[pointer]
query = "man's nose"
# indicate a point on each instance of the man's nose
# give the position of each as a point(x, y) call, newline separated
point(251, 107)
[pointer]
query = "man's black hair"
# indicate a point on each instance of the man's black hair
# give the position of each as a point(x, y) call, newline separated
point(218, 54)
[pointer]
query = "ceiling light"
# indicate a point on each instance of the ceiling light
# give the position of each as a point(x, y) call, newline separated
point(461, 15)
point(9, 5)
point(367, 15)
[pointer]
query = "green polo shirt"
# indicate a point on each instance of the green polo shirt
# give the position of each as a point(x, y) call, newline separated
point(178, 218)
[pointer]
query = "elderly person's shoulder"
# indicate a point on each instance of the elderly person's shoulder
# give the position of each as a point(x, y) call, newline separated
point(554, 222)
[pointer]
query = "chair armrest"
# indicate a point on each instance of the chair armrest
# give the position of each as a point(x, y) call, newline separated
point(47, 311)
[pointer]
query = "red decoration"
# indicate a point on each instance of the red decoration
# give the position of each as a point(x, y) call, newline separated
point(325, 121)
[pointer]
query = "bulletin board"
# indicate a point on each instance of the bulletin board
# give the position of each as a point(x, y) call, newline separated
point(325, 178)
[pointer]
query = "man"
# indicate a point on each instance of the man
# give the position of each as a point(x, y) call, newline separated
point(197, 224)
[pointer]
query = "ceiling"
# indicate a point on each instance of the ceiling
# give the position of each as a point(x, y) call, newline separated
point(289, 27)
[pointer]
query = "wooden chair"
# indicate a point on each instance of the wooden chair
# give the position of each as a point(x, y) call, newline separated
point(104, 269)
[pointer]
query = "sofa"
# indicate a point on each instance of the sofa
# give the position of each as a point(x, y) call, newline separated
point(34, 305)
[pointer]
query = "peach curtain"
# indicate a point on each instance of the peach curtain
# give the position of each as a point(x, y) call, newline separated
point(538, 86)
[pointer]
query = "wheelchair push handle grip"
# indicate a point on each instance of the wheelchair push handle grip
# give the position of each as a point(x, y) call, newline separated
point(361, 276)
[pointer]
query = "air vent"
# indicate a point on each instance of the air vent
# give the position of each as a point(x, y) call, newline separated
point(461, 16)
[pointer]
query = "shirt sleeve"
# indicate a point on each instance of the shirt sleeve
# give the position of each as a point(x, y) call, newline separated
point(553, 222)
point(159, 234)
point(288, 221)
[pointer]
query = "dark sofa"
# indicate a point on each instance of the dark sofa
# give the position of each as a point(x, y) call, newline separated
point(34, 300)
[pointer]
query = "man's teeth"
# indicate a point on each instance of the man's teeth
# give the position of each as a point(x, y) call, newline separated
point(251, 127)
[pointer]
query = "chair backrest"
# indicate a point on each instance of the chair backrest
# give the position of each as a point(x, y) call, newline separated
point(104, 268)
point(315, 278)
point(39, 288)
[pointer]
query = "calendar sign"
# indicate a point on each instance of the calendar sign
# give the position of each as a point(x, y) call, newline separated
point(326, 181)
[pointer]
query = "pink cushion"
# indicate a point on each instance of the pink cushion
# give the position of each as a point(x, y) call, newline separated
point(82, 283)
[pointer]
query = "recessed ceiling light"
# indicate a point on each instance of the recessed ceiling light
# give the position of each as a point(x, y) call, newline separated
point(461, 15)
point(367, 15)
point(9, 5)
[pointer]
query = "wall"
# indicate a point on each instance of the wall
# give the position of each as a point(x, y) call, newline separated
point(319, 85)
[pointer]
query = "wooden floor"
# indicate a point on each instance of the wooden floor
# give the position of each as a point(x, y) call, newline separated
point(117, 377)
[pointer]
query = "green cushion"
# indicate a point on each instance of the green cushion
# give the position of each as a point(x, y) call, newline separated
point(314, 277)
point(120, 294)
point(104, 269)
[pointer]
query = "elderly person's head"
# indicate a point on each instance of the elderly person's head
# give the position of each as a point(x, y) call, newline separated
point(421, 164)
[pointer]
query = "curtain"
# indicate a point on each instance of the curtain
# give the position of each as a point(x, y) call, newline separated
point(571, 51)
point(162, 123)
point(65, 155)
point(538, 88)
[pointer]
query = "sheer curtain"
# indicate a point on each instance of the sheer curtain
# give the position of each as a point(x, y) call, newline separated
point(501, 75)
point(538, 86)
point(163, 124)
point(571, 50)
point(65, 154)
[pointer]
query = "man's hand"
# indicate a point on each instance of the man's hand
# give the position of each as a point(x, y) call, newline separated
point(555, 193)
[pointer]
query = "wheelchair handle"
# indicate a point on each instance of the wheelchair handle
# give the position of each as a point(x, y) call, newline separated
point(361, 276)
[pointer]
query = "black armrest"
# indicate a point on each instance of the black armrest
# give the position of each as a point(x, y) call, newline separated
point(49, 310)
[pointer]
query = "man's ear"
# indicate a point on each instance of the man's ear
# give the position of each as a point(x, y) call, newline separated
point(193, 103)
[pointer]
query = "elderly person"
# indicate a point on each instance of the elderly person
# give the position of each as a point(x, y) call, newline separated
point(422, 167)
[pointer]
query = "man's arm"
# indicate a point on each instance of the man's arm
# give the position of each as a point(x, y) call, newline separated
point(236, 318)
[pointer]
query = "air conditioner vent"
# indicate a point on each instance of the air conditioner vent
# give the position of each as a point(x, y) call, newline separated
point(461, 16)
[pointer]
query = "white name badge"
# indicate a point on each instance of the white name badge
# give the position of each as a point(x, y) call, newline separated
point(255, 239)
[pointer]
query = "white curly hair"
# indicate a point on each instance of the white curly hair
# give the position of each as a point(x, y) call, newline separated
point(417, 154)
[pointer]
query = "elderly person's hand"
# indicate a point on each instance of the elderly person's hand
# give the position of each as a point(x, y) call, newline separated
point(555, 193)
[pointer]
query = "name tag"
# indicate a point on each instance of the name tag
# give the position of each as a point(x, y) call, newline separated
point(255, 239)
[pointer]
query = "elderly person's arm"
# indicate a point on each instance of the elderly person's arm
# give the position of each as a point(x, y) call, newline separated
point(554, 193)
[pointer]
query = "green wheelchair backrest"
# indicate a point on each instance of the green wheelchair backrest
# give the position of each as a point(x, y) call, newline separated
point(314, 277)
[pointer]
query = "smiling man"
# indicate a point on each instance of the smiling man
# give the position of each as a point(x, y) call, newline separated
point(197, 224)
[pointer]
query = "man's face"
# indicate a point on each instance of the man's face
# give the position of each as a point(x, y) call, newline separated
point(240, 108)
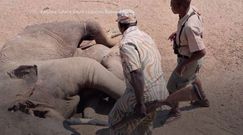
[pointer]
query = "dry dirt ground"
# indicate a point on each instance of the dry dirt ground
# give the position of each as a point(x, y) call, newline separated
point(222, 73)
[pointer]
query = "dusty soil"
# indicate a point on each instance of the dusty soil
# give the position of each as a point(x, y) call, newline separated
point(222, 73)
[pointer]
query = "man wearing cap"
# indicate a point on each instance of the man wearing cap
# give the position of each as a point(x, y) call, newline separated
point(141, 63)
point(190, 49)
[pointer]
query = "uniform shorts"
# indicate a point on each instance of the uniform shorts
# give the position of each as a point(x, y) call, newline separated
point(177, 82)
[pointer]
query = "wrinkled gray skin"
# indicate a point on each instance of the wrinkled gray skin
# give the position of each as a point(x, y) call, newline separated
point(50, 41)
point(54, 88)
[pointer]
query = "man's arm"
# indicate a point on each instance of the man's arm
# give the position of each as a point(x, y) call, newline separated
point(137, 81)
point(195, 56)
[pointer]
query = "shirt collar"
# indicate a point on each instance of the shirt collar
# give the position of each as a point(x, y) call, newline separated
point(185, 18)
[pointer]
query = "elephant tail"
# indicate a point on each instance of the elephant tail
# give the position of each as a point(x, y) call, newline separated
point(85, 121)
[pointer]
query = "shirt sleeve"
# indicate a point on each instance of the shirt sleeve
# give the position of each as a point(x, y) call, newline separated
point(130, 57)
point(194, 37)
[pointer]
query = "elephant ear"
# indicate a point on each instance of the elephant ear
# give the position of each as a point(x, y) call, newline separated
point(28, 73)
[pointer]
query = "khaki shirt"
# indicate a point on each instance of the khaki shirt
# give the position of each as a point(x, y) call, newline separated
point(191, 35)
point(138, 50)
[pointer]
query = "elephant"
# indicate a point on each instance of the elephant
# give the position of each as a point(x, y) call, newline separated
point(55, 91)
point(50, 41)
point(36, 70)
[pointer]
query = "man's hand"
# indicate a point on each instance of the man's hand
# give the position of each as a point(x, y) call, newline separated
point(172, 36)
point(180, 69)
point(140, 110)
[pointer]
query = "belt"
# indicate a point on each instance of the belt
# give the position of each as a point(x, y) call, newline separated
point(183, 56)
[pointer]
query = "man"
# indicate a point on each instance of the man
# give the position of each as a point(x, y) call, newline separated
point(143, 75)
point(190, 49)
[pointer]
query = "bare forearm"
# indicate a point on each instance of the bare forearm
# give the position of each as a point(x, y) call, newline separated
point(195, 56)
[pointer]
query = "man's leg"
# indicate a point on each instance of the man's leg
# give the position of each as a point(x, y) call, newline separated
point(145, 127)
point(202, 101)
point(190, 93)
point(174, 84)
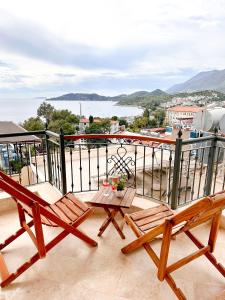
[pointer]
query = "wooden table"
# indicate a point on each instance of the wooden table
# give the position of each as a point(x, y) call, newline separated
point(107, 199)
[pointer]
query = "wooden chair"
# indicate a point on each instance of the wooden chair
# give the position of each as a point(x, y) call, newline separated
point(151, 223)
point(67, 213)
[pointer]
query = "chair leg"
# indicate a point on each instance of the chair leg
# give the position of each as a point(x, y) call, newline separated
point(209, 255)
point(178, 292)
point(15, 235)
point(82, 236)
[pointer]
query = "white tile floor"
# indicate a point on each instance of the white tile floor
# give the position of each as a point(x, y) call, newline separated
point(75, 271)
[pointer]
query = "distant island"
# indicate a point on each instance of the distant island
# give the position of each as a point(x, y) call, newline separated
point(145, 99)
point(123, 98)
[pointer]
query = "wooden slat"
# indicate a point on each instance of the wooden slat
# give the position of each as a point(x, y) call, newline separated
point(66, 211)
point(128, 197)
point(151, 219)
point(4, 272)
point(57, 211)
point(75, 209)
point(97, 196)
point(79, 203)
point(151, 225)
point(148, 212)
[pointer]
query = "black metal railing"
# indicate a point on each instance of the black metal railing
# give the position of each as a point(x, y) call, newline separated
point(23, 156)
point(147, 163)
point(174, 172)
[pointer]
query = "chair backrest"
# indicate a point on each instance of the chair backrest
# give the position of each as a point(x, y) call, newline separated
point(200, 212)
point(29, 201)
point(8, 184)
point(208, 208)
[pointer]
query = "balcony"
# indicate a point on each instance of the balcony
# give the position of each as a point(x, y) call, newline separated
point(173, 172)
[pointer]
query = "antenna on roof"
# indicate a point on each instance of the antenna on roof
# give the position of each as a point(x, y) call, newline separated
point(80, 110)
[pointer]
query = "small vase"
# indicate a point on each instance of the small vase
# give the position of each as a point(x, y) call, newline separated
point(119, 194)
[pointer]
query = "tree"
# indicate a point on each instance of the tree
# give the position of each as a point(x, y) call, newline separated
point(160, 116)
point(45, 110)
point(64, 119)
point(123, 122)
point(91, 119)
point(114, 118)
point(95, 128)
point(105, 124)
point(146, 113)
point(33, 124)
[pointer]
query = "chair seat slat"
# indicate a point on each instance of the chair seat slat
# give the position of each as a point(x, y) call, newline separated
point(77, 202)
point(148, 212)
point(150, 219)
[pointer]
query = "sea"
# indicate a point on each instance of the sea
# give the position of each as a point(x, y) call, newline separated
point(18, 110)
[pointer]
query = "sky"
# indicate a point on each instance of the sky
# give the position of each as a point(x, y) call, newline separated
point(49, 48)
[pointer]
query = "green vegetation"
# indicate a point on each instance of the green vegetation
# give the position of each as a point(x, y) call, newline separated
point(33, 124)
point(55, 119)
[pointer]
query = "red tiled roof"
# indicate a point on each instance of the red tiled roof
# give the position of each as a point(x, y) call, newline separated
point(185, 109)
point(84, 120)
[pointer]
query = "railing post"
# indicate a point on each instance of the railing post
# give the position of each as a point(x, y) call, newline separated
point(210, 167)
point(62, 162)
point(49, 163)
point(176, 171)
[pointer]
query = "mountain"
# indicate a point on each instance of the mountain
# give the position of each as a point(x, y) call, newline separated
point(210, 80)
point(81, 97)
point(96, 97)
point(158, 92)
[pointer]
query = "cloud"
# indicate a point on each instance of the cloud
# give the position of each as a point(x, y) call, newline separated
point(113, 46)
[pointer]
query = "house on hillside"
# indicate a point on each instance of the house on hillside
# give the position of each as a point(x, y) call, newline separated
point(178, 115)
point(83, 124)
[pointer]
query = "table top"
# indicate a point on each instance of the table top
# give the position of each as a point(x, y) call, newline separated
point(106, 197)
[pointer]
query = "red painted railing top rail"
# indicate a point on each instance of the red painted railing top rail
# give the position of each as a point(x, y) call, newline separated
point(119, 136)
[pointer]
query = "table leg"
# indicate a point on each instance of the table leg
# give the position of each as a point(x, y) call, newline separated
point(112, 215)
point(104, 225)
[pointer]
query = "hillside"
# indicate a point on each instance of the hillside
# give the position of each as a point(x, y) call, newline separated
point(81, 97)
point(146, 99)
point(210, 80)
point(120, 98)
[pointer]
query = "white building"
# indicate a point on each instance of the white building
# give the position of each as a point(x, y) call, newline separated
point(175, 114)
point(114, 126)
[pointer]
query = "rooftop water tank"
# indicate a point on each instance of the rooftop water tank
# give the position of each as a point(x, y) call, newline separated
point(209, 119)
point(222, 124)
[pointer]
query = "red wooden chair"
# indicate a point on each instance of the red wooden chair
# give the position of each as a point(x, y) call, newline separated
point(68, 213)
point(151, 223)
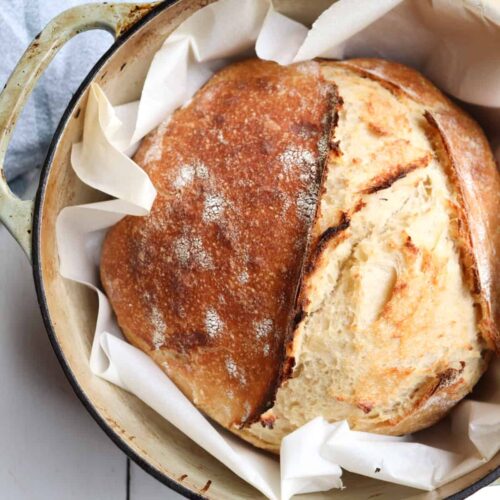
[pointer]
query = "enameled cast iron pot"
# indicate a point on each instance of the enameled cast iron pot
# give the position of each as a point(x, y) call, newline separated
point(69, 309)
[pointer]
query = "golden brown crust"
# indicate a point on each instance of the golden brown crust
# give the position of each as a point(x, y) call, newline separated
point(474, 174)
point(206, 282)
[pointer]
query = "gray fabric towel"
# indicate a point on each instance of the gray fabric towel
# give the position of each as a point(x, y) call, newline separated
point(20, 21)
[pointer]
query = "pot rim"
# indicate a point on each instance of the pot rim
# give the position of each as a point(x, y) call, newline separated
point(42, 300)
point(37, 269)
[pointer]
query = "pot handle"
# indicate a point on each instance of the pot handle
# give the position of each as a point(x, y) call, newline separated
point(16, 214)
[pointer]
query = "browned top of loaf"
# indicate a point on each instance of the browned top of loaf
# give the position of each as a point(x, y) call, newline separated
point(473, 173)
point(205, 283)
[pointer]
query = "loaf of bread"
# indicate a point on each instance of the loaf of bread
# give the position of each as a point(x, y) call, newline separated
point(323, 243)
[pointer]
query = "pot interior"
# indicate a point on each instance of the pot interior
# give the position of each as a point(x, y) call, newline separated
point(70, 309)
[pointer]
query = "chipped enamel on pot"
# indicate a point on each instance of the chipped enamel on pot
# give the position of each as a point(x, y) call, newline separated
point(69, 310)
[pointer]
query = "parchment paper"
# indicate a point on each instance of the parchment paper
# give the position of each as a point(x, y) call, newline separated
point(456, 45)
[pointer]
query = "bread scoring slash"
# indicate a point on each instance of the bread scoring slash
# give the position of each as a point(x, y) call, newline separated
point(323, 243)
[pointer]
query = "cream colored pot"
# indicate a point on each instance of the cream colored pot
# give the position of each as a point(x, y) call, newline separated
point(69, 310)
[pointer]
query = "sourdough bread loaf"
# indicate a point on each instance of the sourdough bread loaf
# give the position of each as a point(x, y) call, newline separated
point(323, 244)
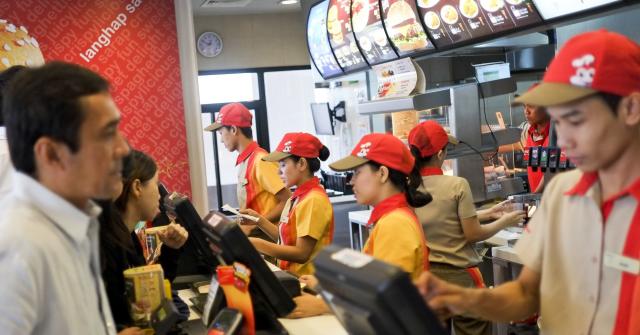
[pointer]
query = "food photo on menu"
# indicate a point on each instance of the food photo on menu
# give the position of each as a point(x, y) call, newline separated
point(341, 37)
point(403, 26)
point(369, 31)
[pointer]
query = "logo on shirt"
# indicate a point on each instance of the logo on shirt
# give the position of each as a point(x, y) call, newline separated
point(364, 149)
point(287, 147)
point(584, 71)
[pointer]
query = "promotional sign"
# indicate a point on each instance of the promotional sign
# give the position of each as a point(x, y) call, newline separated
point(134, 45)
point(369, 31)
point(403, 26)
point(341, 37)
point(454, 21)
point(318, 41)
point(551, 9)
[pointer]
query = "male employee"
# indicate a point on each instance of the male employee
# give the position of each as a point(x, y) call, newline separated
point(62, 128)
point(259, 185)
point(537, 134)
point(581, 251)
point(6, 169)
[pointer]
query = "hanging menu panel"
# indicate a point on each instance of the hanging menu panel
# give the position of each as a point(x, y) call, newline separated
point(318, 41)
point(403, 26)
point(369, 31)
point(341, 37)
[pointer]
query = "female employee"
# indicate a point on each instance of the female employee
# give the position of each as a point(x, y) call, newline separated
point(120, 249)
point(386, 178)
point(306, 223)
point(450, 221)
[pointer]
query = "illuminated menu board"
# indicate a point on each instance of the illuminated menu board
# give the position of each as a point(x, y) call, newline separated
point(367, 26)
point(403, 26)
point(550, 9)
point(341, 37)
point(454, 21)
point(318, 41)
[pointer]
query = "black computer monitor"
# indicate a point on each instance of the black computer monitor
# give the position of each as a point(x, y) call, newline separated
point(322, 118)
point(197, 257)
point(270, 299)
point(372, 297)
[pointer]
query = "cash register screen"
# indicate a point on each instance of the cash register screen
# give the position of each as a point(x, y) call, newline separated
point(372, 297)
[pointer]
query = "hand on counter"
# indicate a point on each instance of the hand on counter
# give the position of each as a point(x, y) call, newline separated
point(174, 236)
point(131, 331)
point(308, 305)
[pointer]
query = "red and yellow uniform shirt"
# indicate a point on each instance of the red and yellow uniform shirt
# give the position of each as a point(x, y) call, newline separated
point(307, 213)
point(258, 181)
point(535, 139)
point(397, 237)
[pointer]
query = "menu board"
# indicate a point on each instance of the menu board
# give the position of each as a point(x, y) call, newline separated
point(454, 21)
point(403, 26)
point(341, 38)
point(369, 31)
point(318, 41)
point(555, 8)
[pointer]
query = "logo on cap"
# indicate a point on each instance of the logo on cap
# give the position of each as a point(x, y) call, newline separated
point(287, 147)
point(584, 71)
point(364, 149)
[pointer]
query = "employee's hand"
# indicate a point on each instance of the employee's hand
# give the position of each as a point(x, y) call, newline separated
point(174, 236)
point(310, 280)
point(131, 331)
point(443, 298)
point(512, 219)
point(308, 305)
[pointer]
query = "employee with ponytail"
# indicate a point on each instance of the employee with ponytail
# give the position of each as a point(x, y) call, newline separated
point(385, 178)
point(450, 221)
point(306, 223)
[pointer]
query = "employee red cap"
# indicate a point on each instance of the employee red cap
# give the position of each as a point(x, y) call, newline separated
point(599, 61)
point(383, 149)
point(429, 137)
point(233, 114)
point(297, 144)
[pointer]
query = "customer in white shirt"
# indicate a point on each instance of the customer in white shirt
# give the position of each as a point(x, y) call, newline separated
point(62, 128)
point(6, 169)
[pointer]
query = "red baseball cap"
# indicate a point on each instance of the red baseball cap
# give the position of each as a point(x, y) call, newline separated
point(429, 137)
point(297, 144)
point(598, 61)
point(384, 149)
point(233, 114)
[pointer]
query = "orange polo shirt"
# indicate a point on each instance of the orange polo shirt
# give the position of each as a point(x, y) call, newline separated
point(258, 181)
point(307, 213)
point(397, 237)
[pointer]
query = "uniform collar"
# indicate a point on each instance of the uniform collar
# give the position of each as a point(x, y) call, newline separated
point(431, 171)
point(247, 152)
point(387, 205)
point(589, 179)
point(306, 187)
point(71, 220)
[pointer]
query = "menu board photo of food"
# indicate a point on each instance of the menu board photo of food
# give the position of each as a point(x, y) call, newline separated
point(369, 31)
point(318, 41)
point(455, 21)
point(341, 37)
point(403, 26)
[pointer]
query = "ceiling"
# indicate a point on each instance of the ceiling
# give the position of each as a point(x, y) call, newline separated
point(242, 7)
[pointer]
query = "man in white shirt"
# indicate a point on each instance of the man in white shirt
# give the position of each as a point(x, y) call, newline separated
point(62, 128)
point(6, 169)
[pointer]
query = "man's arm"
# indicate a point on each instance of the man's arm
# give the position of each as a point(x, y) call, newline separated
point(510, 301)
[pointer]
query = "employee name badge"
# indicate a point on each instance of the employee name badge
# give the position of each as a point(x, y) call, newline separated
point(622, 263)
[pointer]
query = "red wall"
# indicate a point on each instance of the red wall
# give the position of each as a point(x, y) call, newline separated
point(141, 62)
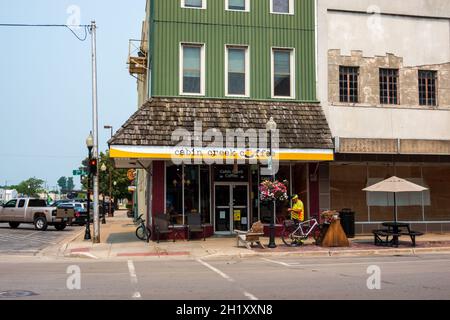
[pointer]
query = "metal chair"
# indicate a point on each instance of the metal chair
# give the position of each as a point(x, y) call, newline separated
point(162, 226)
point(194, 224)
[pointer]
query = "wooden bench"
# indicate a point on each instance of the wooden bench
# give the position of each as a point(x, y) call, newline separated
point(378, 234)
point(413, 235)
point(248, 238)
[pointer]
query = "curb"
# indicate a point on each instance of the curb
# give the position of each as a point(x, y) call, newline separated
point(59, 245)
point(330, 253)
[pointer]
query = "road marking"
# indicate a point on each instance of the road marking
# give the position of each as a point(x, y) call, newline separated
point(223, 275)
point(133, 277)
point(11, 237)
point(278, 262)
point(227, 277)
point(353, 263)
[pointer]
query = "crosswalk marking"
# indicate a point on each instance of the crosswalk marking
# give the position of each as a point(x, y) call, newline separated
point(13, 237)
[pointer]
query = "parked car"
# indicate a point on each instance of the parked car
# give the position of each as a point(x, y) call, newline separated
point(35, 211)
point(80, 210)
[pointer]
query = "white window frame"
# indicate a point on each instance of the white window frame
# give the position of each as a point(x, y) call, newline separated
point(272, 73)
point(247, 6)
point(203, 7)
point(247, 70)
point(291, 8)
point(202, 68)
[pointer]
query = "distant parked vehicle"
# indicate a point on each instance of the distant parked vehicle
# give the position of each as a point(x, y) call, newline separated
point(80, 211)
point(35, 211)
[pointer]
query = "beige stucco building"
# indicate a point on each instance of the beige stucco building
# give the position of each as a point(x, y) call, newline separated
point(384, 83)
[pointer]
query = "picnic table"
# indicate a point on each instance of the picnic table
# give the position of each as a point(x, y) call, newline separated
point(395, 230)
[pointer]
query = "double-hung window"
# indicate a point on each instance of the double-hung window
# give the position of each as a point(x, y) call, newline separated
point(237, 71)
point(282, 6)
point(193, 4)
point(283, 73)
point(192, 77)
point(237, 5)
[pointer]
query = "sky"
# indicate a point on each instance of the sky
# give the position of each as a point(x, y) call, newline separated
point(46, 86)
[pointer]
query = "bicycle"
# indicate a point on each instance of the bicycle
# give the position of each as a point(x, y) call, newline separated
point(142, 231)
point(294, 234)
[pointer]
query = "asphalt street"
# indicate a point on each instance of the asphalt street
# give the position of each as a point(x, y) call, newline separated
****
### Aim
Reproduce the rows from the start through the line containing "point(251, 107)", swapping "nose" for "chin" and leaving everything else unchanged.

### Exercise response
[pointer]
query = "man's chin"
# indicate a point on each instance of the man's chin
# give the position of each as a point(x, y) call, newline separated
point(251, 107)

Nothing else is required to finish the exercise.